╭─ Excerpt

In my mind it seemed like a nice mapping, so it was an easy port.

> I wonder if anyone is actually using the ramoops.dump_oops parameter
> in reality. I would personally make it deprecated and change the
> default behavior to work according to printk.always_kmsg_dump parameter.

Yes. For things I'm aware of: ARM devices with very tiny persistent RAM
were using ramoops and setting dump_oops to 0 (specifically, setting
the DT "no-dump-oops" to 1), and larger Android and Chrome OS devices
using ramoops were setting to dump_oops to 1[1].

The logic built into pstore recognizes a difference between panic and
non-panic dumps as well, as the expectation is that there is little to
no kernel infrastructure available for use during a panic kmsg.

> IMHO, ramoops.dump_oops just increases complexity and should not have
> been introduced at all. I would try hard to avoid introducing even bigger
> complecity and mess.

I think dump_oops was the wrong implementation, but granularity control
is still needed. It is an old parameter, and is baked into many device
trees on systems, so I can't just drop it. (In fact, I've had to support
some other DT compat issues[2] as well.)

> I know that there is the "do not break existing userspace" rule. The
> question is if there is any user and if it is worth it.

╰─
╭─ Stored data

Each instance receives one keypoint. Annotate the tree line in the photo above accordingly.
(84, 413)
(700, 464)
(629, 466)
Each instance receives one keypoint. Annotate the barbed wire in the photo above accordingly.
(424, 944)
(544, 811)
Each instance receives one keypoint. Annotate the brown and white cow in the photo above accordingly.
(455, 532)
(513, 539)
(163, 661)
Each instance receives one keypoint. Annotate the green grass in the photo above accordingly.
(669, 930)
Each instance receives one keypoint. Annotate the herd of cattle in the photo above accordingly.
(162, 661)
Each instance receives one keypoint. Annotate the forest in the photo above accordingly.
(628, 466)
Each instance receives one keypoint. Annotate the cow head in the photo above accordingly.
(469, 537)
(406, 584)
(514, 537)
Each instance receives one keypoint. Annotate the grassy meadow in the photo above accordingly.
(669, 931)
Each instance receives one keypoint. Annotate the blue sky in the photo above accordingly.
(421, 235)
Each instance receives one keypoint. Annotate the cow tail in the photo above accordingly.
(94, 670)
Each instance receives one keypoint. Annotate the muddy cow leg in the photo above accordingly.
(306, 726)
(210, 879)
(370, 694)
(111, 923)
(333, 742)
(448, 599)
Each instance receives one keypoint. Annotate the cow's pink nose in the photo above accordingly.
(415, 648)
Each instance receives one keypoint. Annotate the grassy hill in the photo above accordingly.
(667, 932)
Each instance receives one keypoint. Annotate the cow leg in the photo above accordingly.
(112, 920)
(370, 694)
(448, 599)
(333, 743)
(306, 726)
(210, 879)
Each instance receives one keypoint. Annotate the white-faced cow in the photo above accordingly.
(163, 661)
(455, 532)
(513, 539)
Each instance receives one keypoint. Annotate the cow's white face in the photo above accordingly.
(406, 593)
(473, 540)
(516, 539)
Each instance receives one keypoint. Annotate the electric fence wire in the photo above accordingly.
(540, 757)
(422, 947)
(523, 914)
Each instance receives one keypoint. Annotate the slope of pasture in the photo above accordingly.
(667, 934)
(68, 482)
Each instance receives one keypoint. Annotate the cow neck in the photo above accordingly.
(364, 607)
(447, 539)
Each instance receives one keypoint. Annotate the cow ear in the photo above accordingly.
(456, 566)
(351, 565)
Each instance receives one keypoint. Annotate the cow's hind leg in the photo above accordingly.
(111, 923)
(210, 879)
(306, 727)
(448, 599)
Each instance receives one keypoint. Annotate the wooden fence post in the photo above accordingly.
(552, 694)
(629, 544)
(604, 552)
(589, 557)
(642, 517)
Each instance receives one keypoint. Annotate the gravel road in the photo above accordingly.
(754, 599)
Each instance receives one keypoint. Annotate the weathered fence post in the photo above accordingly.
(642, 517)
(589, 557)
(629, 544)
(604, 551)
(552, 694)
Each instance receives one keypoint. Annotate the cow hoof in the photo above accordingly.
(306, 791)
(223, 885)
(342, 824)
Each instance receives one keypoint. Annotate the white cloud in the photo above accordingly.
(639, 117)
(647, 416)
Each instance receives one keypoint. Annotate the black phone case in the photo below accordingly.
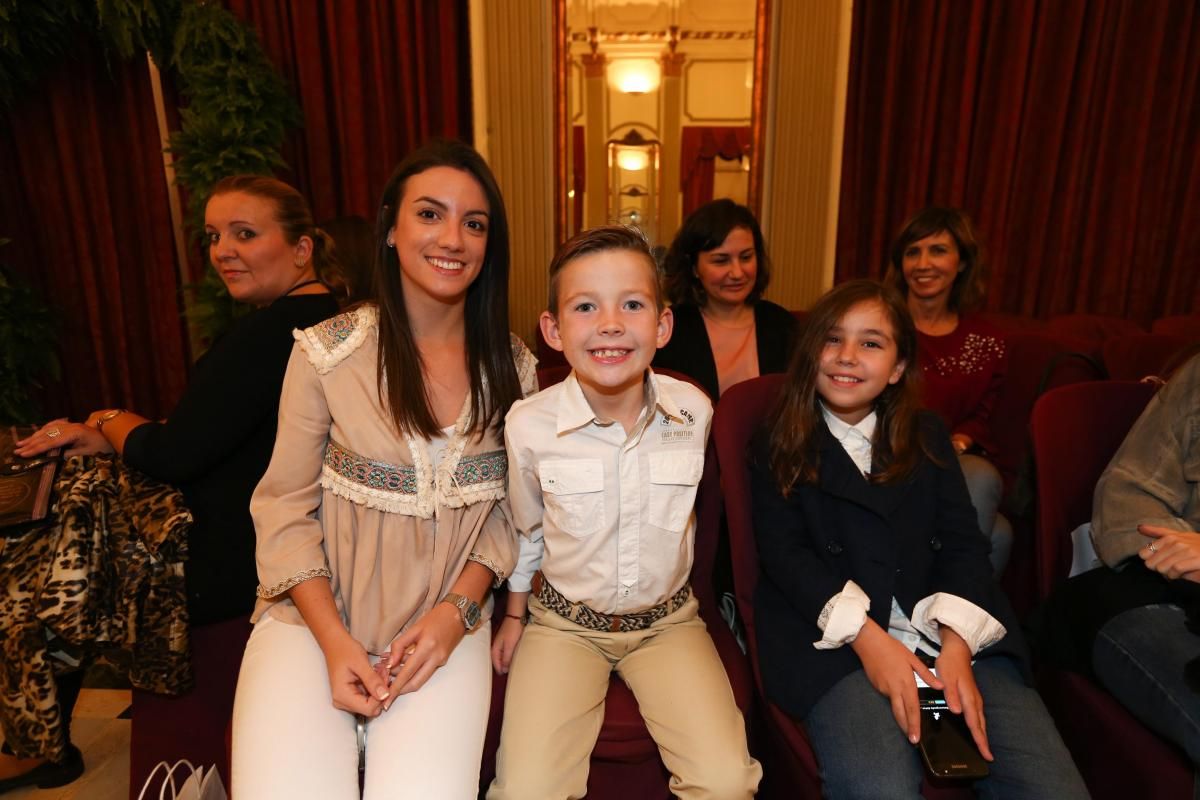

╰─

Objective
Extract everything in the ramoops thread excerpt from "The logic built" down to "a panic kmsg.", copying it word for word.

Answer in full
The logic built into pstore recognizes a difference between panic and
non-panic dumps as well, as the expectation is that there is little to
no kernel infrastructure available for use during a panic kmsg.